● **Challenge a**
Copy the rows word for word, starting at the row with "For every instance of the horizontal" and ending at the row with "x=405, y=1102", including both of those rows.

● **Excerpted passage**
------------------------------------------------------------
On Wednesday, representatives from the U.S. Department of Energy and General Motors officially launched EcoCar2, whose tagline will be "Plugging Into The Future." This is the latest in a 23-year history of engineering challenges sponsored by the DoE.

Both EcoCar Challenges, and the Challenge X competition that preceded them, bring together teams from more than a dozen universities and colleges to modify a vehicle to make it more fuel-efficient, reduce its tailpipe emissions, and lower its overall carbon footprint.

The goal is to educate a new generation of automotive engineers who are conversant in integrating multiple powertrains and designing vehicles that can meet increasingly stringent gas-mileage regulations likely to be imposed once the 34.2-mpg goal for 2016 has been met.

It's indicative of how quickly automotive technology has evolved lately that for Challenge X, which ended in 2008, just a single competitor was a plug-in hybrid electric vehicle. Now, many contenders use variations on that basic setup, and some may even create range-extended electric cars (like the 2011 Chevrolet Volt).

The base vehicles for EcoCar2 teams will be identical Chevrolet Malibu midsize sedans, donated by GM.

The prior competition used a Saturn Vue crossover (the vehicle now returning to the U.S. market for fleet sales only as the 2012 Chevrolet Captiva), and the earlier Challenge X used the previous-generation Chevrolet Equinox crossover.

General Motors will not only provide the Malibu cars to be modified, it will train the student teams on how to follow a real-world engineering regimen modeled after its Global Vehicle Development Process.

That includes providing design data on the vehicle for the first year of competition, which consists solely of computer modeling of each team's proposed design.

Through its Argonne National Laboratory research and development facility, the DoE manages the competition, evaluates each team's performance, and provides technical and logistical support.
------------------------------------------------------------
● **Record set**
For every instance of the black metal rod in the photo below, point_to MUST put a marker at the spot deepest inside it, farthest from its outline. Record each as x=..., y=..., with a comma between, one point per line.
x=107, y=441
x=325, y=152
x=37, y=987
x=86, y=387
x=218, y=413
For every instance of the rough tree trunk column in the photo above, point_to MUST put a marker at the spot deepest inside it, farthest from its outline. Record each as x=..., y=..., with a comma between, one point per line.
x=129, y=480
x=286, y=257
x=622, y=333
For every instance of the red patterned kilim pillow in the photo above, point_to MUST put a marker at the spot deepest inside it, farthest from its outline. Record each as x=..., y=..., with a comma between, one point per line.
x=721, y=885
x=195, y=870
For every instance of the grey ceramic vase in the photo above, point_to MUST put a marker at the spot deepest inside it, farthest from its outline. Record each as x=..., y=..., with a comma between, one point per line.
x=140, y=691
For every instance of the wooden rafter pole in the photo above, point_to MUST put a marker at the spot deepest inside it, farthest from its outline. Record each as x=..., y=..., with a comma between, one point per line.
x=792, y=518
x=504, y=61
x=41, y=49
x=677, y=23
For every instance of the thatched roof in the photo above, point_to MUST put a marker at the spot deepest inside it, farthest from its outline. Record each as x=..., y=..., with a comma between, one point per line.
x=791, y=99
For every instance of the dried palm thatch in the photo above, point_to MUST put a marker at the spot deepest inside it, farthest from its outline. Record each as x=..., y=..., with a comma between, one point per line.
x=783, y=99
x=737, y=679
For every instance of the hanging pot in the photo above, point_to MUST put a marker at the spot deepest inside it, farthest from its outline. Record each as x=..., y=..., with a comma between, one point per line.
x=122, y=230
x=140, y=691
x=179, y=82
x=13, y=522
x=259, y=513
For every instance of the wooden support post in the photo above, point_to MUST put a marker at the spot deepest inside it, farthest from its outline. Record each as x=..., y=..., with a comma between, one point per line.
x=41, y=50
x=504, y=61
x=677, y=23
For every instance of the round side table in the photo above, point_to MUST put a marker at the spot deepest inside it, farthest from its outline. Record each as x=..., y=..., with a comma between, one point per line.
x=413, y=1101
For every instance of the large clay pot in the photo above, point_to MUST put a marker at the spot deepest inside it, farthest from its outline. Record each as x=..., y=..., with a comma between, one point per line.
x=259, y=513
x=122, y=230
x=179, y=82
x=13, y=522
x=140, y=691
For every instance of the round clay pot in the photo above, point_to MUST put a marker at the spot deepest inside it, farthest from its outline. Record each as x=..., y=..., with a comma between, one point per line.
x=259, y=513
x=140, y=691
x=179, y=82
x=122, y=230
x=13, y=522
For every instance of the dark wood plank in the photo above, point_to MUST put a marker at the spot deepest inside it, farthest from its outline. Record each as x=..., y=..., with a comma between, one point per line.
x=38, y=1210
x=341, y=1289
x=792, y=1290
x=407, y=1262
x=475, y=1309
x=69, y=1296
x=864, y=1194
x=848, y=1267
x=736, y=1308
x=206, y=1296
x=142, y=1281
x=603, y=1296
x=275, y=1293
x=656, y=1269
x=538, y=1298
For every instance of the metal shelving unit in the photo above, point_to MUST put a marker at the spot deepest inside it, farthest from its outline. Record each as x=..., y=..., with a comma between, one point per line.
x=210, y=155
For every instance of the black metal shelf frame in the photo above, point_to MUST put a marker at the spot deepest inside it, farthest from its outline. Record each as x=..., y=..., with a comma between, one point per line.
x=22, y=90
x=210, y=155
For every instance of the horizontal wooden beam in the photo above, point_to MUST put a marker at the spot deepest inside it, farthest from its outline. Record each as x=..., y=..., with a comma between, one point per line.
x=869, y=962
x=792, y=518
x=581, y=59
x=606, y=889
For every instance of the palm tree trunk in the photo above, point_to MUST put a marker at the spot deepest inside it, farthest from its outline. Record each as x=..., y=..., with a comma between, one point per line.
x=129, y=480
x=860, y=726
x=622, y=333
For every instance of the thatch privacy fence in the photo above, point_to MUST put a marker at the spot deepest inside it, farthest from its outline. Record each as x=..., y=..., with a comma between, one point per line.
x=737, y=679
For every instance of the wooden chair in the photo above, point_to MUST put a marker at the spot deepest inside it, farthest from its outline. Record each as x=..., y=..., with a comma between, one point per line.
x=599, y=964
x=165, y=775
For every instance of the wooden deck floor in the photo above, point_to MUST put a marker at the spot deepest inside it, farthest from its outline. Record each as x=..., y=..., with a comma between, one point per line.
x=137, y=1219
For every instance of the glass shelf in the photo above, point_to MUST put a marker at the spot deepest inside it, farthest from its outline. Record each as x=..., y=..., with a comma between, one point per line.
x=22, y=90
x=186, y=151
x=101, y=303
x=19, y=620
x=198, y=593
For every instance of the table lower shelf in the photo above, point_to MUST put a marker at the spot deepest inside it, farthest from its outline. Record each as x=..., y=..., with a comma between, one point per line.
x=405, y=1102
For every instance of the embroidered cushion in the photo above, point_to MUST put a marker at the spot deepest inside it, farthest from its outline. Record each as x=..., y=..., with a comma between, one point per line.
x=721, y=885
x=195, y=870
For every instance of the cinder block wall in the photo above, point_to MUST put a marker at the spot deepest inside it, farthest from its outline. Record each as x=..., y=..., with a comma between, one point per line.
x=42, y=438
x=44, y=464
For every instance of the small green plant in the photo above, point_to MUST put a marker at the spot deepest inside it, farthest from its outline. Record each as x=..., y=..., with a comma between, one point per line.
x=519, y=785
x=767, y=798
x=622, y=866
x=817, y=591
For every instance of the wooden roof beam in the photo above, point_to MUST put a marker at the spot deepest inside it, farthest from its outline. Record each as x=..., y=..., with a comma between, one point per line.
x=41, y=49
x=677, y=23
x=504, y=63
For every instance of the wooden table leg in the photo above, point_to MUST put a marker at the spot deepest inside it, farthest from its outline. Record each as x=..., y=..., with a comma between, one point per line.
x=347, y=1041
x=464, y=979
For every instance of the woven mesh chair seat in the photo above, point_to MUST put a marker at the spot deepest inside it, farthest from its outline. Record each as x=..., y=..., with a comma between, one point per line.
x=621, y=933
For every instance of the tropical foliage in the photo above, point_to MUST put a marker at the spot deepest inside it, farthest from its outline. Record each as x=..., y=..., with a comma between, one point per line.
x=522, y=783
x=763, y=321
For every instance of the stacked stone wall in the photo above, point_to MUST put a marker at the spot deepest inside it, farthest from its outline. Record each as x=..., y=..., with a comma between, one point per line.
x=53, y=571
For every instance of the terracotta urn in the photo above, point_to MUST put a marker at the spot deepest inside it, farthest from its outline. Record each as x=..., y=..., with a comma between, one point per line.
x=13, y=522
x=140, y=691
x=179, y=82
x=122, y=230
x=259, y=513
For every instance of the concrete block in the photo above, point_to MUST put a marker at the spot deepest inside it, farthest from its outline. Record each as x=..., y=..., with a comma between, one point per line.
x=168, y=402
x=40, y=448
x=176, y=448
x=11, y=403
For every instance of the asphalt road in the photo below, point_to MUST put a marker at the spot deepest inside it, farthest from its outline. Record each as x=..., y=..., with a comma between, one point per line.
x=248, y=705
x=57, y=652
------------------------------------------------------------
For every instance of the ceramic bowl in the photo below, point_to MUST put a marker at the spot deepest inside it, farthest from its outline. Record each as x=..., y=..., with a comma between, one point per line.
------------------------------------------------------------
● **Challenge b**
Using the EcoCar2 article, answer each question on its own line:
(i) Who donated the Chevrolet Malibu sedans used as base vehicles?
(ii) What vehicle did the Challenge X competition use?
(iii) Through which facility does the DoE manage the competition?

● **Answer a**
For every instance of the horizontal wooden beam in the photo above, point_to MUST put a marker at the spot deepest inside it, farthest from its outline. Record each as x=..., y=..., with a comma between, one point per line.
x=869, y=962
x=792, y=518
x=581, y=59
x=606, y=889
For every instance of the palm tree trunk in the photo above, point_to MUST put a marker at the spot deepest inside it, farthest from its outline. Record each as x=..., y=..., with a comma between, one point per line.
x=129, y=480
x=860, y=726
x=622, y=333
For every instance of the thatch privacy fence in the photo above, point_to MUST put a marker at the spot deepest inside it, farthest from its outline. Record each as x=..., y=..., with a comma between, one point per line.
x=737, y=679
For every instance of the wooden chair in the photo above, point_to MUST put a marker at the spot deepest inside it, farthest from its outline. Record each as x=..., y=..., with a comma between, one point per line.
x=599, y=964
x=165, y=775
For every instance of the wooden deck floor in the photo above, point_to MUST put a marker at the spot deepest inside it, farthest from its outline. Record each as x=..., y=..., with a comma between, one point per line.
x=137, y=1219
For every instance of the glass shelf in the photo above, point_to MUST put a marker at the spot deepest inside it, farthest from its outline. Record each as x=..., y=..., with a comma between, one point per line.
x=22, y=90
x=186, y=151
x=101, y=303
x=19, y=620
x=198, y=593
For every instance of the table lower shelf in the photo above, point_to MUST put a marker at the spot deepest inside it, farthest from its outline. Record each as x=..., y=..., with a comma between, one point per line.
x=405, y=1102

● **Answer b**
(i) General Motors
(ii) The previous-generation Chevrolet Equinox crossover
(iii) Argonne National Laboratory